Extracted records
####

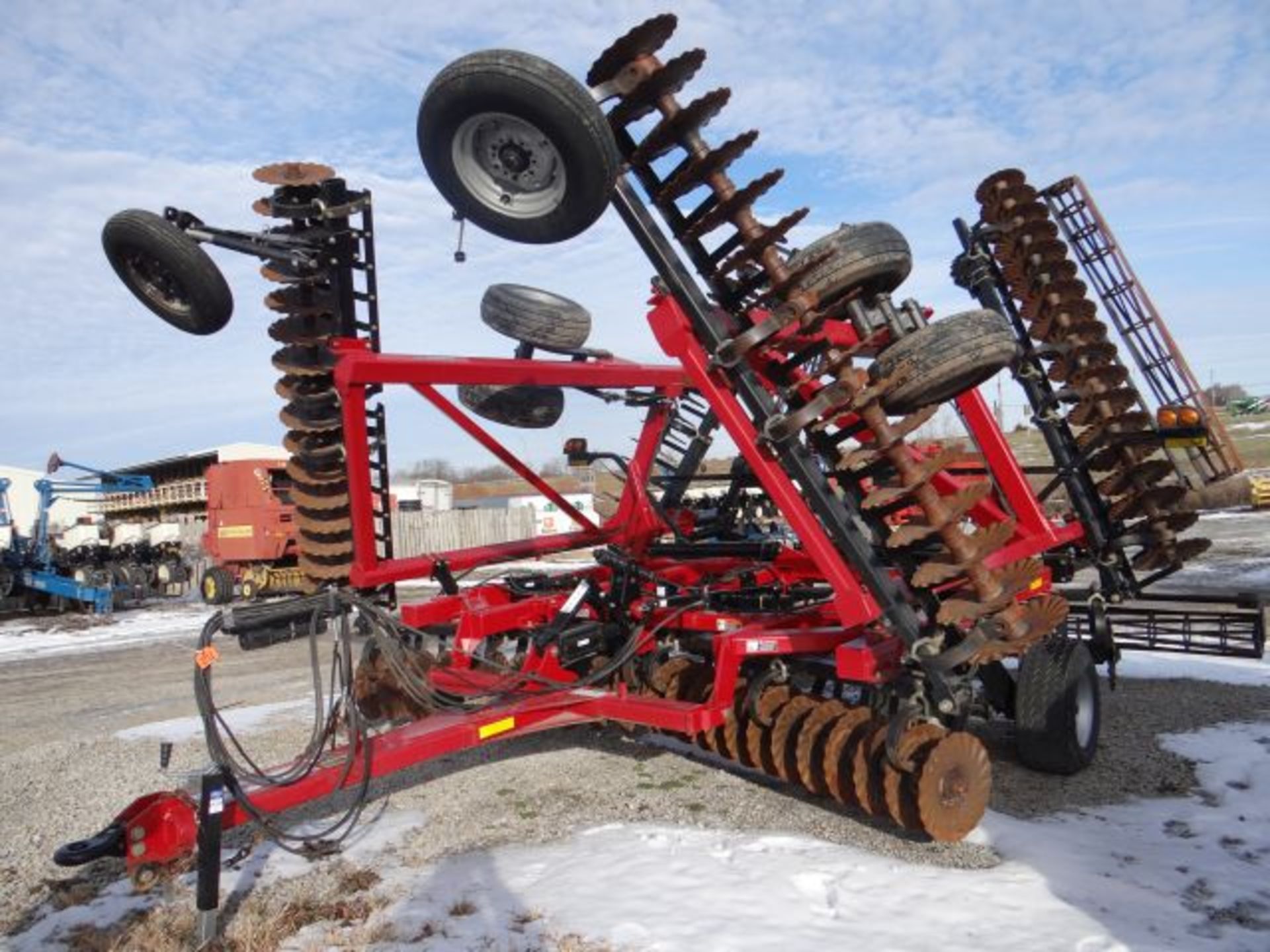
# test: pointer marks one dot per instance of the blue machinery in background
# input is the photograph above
(28, 563)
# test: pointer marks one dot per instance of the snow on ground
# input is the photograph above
(1173, 873)
(44, 636)
(1232, 670)
(243, 721)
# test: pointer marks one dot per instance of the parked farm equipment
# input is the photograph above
(251, 532)
(851, 656)
(83, 568)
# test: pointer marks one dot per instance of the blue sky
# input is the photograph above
(878, 111)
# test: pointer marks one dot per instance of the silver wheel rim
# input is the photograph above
(508, 165)
(1083, 713)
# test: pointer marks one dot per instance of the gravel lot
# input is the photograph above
(64, 774)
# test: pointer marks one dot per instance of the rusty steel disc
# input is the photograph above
(1023, 625)
(900, 787)
(342, 546)
(294, 175)
(759, 729)
(669, 131)
(304, 361)
(317, 451)
(305, 476)
(329, 495)
(644, 40)
(867, 771)
(1025, 234)
(1002, 204)
(1095, 407)
(840, 748)
(316, 419)
(325, 524)
(288, 273)
(783, 746)
(997, 182)
(309, 329)
(1126, 479)
(325, 569)
(666, 80)
(722, 740)
(810, 754)
(1144, 502)
(952, 787)
(659, 680)
(302, 300)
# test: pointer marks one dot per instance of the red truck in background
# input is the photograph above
(251, 535)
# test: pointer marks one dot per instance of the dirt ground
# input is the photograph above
(65, 770)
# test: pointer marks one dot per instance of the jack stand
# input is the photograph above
(211, 804)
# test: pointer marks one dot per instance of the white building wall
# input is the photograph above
(24, 503)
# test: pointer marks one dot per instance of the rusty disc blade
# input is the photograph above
(784, 740)
(667, 134)
(1177, 521)
(1002, 202)
(1142, 475)
(288, 273)
(952, 787)
(325, 569)
(304, 361)
(327, 495)
(304, 329)
(1023, 625)
(723, 211)
(324, 524)
(1164, 556)
(760, 728)
(840, 749)
(306, 418)
(667, 80)
(1147, 502)
(810, 754)
(900, 787)
(867, 771)
(294, 175)
(341, 546)
(1000, 180)
(314, 446)
(1103, 405)
(305, 476)
(644, 40)
(659, 680)
(1093, 381)
(300, 299)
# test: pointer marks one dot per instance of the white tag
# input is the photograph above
(575, 598)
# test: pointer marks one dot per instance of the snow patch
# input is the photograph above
(38, 636)
(241, 720)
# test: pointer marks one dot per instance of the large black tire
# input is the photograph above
(218, 587)
(1058, 707)
(168, 272)
(517, 146)
(943, 360)
(535, 317)
(523, 405)
(872, 257)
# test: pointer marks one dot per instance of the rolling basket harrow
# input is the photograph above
(851, 656)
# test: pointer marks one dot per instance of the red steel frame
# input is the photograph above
(161, 826)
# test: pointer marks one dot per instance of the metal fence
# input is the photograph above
(423, 534)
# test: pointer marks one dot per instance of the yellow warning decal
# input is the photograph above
(494, 728)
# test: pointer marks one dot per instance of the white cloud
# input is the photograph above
(879, 110)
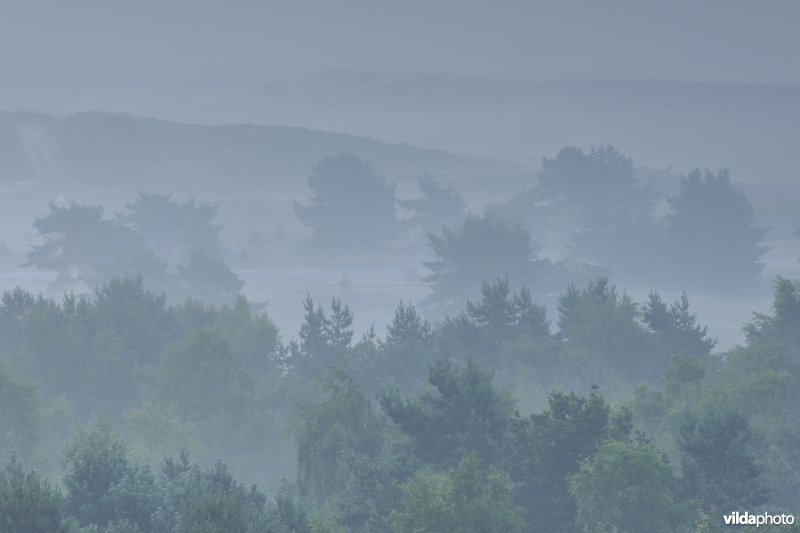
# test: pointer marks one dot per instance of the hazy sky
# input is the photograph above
(167, 42)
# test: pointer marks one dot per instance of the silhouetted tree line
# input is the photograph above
(418, 429)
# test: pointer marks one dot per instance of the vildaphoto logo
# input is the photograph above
(763, 519)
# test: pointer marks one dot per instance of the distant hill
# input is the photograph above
(120, 151)
(750, 128)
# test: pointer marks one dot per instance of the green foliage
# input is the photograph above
(351, 206)
(139, 317)
(464, 413)
(626, 486)
(464, 499)
(333, 438)
(28, 503)
(718, 463)
(545, 449)
(102, 484)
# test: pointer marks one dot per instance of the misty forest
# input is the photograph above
(379, 288)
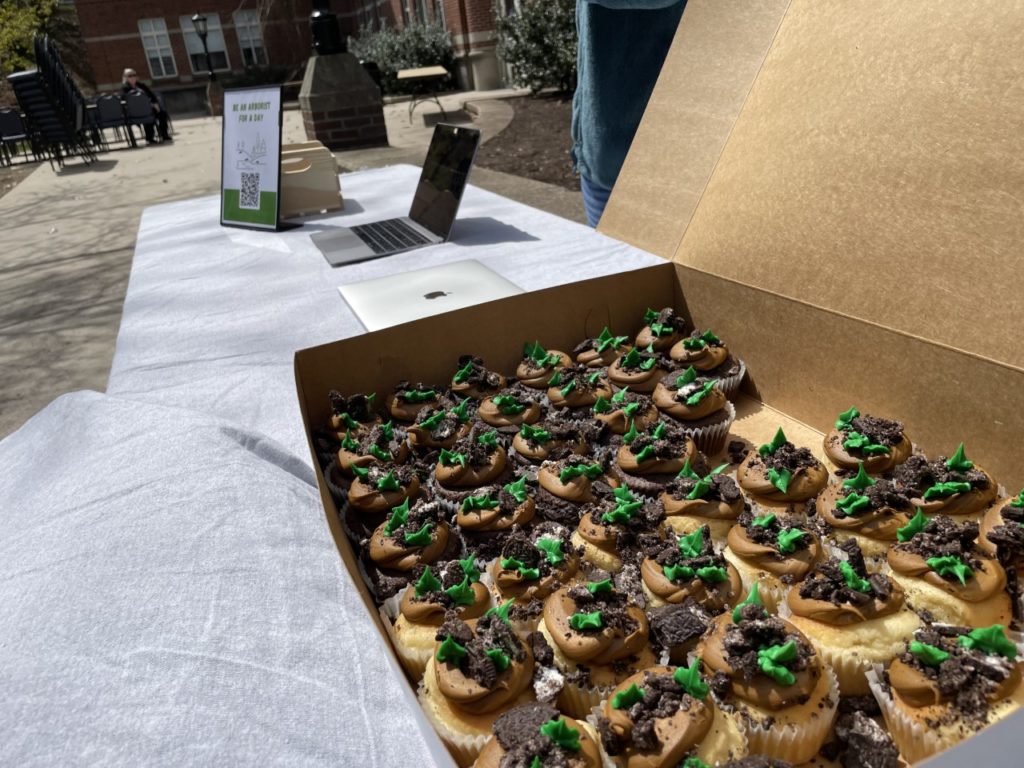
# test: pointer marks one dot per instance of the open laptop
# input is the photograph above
(437, 197)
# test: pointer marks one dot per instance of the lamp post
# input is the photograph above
(199, 22)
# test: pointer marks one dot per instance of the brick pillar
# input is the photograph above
(341, 104)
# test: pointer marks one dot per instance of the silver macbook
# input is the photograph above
(429, 221)
(383, 302)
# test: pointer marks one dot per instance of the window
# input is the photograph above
(158, 47)
(214, 41)
(250, 38)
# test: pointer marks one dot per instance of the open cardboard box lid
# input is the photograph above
(846, 180)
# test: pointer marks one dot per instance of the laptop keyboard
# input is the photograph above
(390, 236)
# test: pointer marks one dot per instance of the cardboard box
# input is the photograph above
(837, 188)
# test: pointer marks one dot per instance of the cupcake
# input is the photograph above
(878, 443)
(453, 586)
(664, 717)
(943, 571)
(691, 501)
(599, 638)
(510, 409)
(774, 684)
(781, 472)
(697, 403)
(855, 619)
(640, 371)
(478, 671)
(709, 354)
(600, 351)
(473, 380)
(949, 683)
(689, 567)
(866, 510)
(537, 734)
(614, 531)
(647, 461)
(576, 389)
(538, 365)
(948, 486)
(660, 330)
(771, 553)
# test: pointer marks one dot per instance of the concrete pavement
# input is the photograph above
(69, 237)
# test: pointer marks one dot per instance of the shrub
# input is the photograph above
(540, 44)
(390, 49)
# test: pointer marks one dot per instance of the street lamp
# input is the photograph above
(199, 22)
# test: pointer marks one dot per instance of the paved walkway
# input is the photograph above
(69, 239)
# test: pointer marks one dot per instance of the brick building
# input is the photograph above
(157, 38)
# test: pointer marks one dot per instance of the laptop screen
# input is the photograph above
(443, 179)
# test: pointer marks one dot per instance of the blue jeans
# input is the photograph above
(595, 198)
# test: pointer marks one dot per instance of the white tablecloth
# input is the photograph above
(169, 592)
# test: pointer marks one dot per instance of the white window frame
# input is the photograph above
(249, 31)
(157, 44)
(194, 45)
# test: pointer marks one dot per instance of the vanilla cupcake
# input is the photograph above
(950, 683)
(771, 553)
(478, 671)
(664, 717)
(688, 567)
(779, 691)
(943, 571)
(537, 734)
(879, 444)
(599, 638)
(855, 619)
(691, 501)
(948, 486)
(602, 350)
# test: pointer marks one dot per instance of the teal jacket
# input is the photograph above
(623, 44)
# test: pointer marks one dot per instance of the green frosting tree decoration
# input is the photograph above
(771, 660)
(399, 516)
(508, 404)
(690, 681)
(929, 655)
(776, 442)
(420, 538)
(426, 584)
(462, 593)
(914, 526)
(450, 458)
(958, 461)
(517, 489)
(752, 599)
(581, 622)
(626, 698)
(991, 640)
(451, 651)
(945, 489)
(950, 565)
(845, 420)
(552, 549)
(788, 539)
(853, 581)
(563, 735)
(590, 471)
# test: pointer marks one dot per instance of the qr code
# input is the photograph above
(250, 192)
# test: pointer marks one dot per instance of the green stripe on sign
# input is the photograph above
(266, 214)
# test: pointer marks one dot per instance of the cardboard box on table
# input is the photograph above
(838, 187)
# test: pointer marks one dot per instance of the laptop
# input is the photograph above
(429, 221)
(382, 302)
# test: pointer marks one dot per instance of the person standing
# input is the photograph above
(130, 82)
(622, 47)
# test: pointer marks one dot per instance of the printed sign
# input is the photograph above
(251, 158)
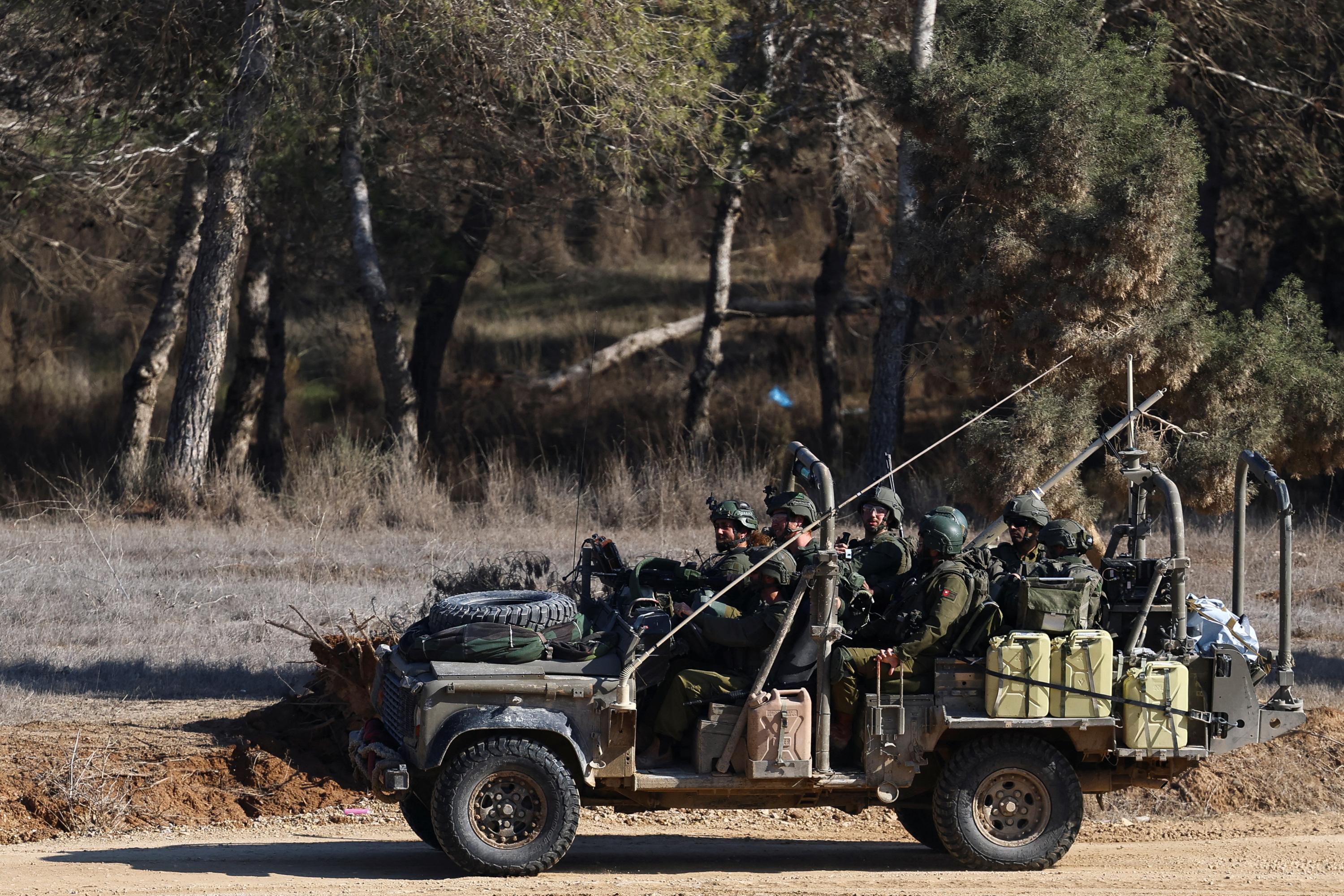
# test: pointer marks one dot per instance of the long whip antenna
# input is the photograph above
(628, 672)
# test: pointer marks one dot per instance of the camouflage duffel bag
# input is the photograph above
(476, 643)
(1058, 606)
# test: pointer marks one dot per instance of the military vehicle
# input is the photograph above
(491, 762)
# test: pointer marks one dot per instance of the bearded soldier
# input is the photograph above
(742, 641)
(917, 628)
(1025, 516)
(882, 558)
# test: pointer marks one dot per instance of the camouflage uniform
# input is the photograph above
(940, 596)
(745, 640)
(729, 565)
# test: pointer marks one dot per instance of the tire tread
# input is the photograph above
(945, 802)
(506, 747)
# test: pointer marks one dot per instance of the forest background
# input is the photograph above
(429, 254)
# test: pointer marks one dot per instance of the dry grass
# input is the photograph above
(105, 602)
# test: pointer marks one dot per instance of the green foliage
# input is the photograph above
(1273, 383)
(1061, 195)
(1010, 456)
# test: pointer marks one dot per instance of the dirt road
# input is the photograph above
(613, 857)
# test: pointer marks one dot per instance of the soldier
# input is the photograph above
(920, 626)
(1065, 543)
(734, 522)
(744, 640)
(791, 512)
(882, 558)
(1025, 515)
(795, 511)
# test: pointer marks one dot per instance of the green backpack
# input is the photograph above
(1064, 598)
(478, 643)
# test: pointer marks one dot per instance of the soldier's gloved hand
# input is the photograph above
(889, 657)
(691, 578)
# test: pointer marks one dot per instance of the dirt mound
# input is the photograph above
(283, 759)
(1299, 772)
(107, 780)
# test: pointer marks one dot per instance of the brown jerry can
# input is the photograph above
(779, 735)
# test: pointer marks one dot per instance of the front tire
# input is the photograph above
(506, 808)
(1008, 802)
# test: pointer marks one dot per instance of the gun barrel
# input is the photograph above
(995, 530)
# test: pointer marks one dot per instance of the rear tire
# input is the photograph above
(537, 610)
(1008, 802)
(918, 824)
(418, 819)
(506, 808)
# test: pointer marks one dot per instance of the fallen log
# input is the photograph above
(652, 338)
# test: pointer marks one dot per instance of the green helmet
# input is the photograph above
(1027, 507)
(1068, 535)
(795, 503)
(740, 512)
(943, 532)
(781, 567)
(947, 510)
(885, 497)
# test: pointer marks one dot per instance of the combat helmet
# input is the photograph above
(1068, 535)
(1027, 507)
(947, 510)
(781, 567)
(795, 503)
(943, 532)
(885, 497)
(740, 512)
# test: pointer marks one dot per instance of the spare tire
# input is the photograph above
(537, 610)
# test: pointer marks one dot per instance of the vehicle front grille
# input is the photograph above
(397, 710)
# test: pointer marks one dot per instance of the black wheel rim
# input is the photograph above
(508, 810)
(1012, 808)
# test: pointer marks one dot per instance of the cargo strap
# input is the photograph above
(1198, 715)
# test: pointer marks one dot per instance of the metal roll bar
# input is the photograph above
(1254, 464)
(823, 596)
(995, 530)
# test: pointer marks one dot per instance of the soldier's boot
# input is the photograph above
(656, 755)
(842, 731)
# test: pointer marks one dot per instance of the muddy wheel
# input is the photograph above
(537, 610)
(1008, 802)
(418, 819)
(506, 808)
(918, 824)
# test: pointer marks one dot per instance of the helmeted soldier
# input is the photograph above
(734, 522)
(1026, 515)
(917, 628)
(1065, 544)
(882, 558)
(742, 639)
(792, 512)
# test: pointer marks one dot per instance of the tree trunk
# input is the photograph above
(892, 343)
(238, 424)
(827, 292)
(271, 424)
(140, 385)
(386, 324)
(187, 446)
(710, 352)
(439, 307)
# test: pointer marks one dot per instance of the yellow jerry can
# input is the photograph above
(1081, 660)
(1163, 684)
(1025, 655)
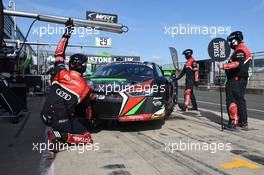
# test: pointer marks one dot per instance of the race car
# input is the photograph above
(131, 91)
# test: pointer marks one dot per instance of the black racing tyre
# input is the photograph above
(1, 24)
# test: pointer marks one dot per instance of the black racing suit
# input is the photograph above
(192, 76)
(68, 89)
(237, 77)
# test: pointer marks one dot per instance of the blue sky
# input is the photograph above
(146, 21)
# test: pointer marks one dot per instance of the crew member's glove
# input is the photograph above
(69, 27)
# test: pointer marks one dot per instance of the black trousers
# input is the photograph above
(192, 96)
(235, 93)
(62, 120)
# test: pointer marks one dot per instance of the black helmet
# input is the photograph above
(188, 53)
(235, 38)
(78, 63)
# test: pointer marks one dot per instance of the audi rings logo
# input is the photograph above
(63, 94)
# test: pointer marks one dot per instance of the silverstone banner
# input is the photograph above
(103, 17)
(219, 49)
(95, 59)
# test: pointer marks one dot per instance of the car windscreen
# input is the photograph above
(124, 70)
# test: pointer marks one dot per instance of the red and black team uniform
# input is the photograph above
(236, 70)
(68, 89)
(191, 71)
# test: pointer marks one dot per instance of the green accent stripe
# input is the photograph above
(108, 79)
(135, 108)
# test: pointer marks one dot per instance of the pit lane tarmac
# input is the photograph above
(149, 148)
(142, 147)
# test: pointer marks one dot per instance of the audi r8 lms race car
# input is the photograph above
(132, 91)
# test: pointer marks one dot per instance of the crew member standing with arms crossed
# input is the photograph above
(236, 70)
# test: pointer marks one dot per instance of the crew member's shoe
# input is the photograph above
(193, 109)
(231, 127)
(182, 107)
(53, 141)
(243, 126)
(84, 138)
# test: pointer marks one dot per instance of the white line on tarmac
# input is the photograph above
(216, 104)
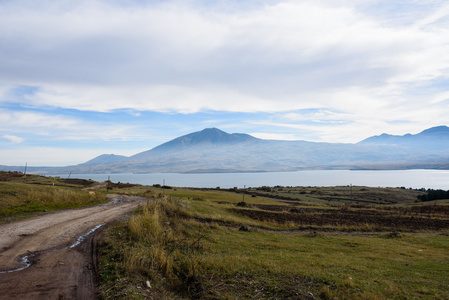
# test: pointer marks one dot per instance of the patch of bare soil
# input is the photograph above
(397, 220)
(64, 272)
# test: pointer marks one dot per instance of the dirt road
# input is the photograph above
(61, 266)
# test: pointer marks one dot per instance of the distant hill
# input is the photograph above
(434, 139)
(213, 150)
(105, 158)
(209, 137)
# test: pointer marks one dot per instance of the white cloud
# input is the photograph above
(51, 156)
(368, 66)
(13, 139)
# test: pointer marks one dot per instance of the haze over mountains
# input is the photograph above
(213, 150)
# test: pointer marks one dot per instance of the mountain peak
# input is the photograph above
(435, 130)
(435, 138)
(206, 137)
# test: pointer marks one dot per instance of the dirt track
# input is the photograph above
(66, 273)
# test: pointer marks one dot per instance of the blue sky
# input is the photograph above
(83, 78)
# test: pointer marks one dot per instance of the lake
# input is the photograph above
(435, 179)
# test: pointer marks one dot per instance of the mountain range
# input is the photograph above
(213, 150)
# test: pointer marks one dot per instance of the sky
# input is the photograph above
(81, 78)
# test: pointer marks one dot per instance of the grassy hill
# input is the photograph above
(278, 243)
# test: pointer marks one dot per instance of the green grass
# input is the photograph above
(22, 197)
(270, 261)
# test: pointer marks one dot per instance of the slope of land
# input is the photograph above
(57, 271)
(279, 243)
(213, 150)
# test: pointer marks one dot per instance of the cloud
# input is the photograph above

####

**Problem details**: Quote verbatim the line containing "# test: pointer marks one dot per instance of the patch" and every line after it through the end of the records above.

**Answer below**:
# test: pointer marks one dot per instance of the patch of bare soil
# input is the photograph above
(397, 220)
(64, 272)
# test: pointer marks one dot per instance of the dirt road
# input is the photograph above
(61, 266)
# test: pointer marks one dot per instance of the distant hill
# input is the photograph above
(434, 139)
(213, 150)
(105, 158)
(209, 137)
# test: pointer marks one dot per instance of the white cloud
# input is the photograph above
(51, 156)
(368, 66)
(13, 139)
# test: pointer marks one dot per instance of the haze over mountains
# input is the photograph above
(213, 150)
# test: pointer marks one dot per instance of the mountain peak
# input is the photograph above
(435, 130)
(435, 138)
(206, 137)
# test: pointer marks one dot per instance of the dirt track
# input is the photograph above
(66, 273)
# test: pointer marks one dot per instance of the blue sky
# input is the photograph above
(83, 78)
# test: pointer marks one dot per instance of the lake
# input is the photograph above
(435, 179)
# test: pointer marks one dot per instance of the mountain range
# input is the photograph above
(213, 150)
# test: pointer marks one dot per instance of the sky
# input is the photograph above
(81, 78)
# test: pointer marks one dot per instance of the grassy hill
# input is the photograph above
(278, 243)
# test: pointer marks one dot per instance of the green grass
# input is the photograph above
(22, 197)
(270, 261)
# test: pointer marks one dot per instance of the slope of land
# input is the photograph above
(57, 271)
(279, 243)
(213, 150)
# test: pointer marks one dot per instance of the cloud
# input is the photograph above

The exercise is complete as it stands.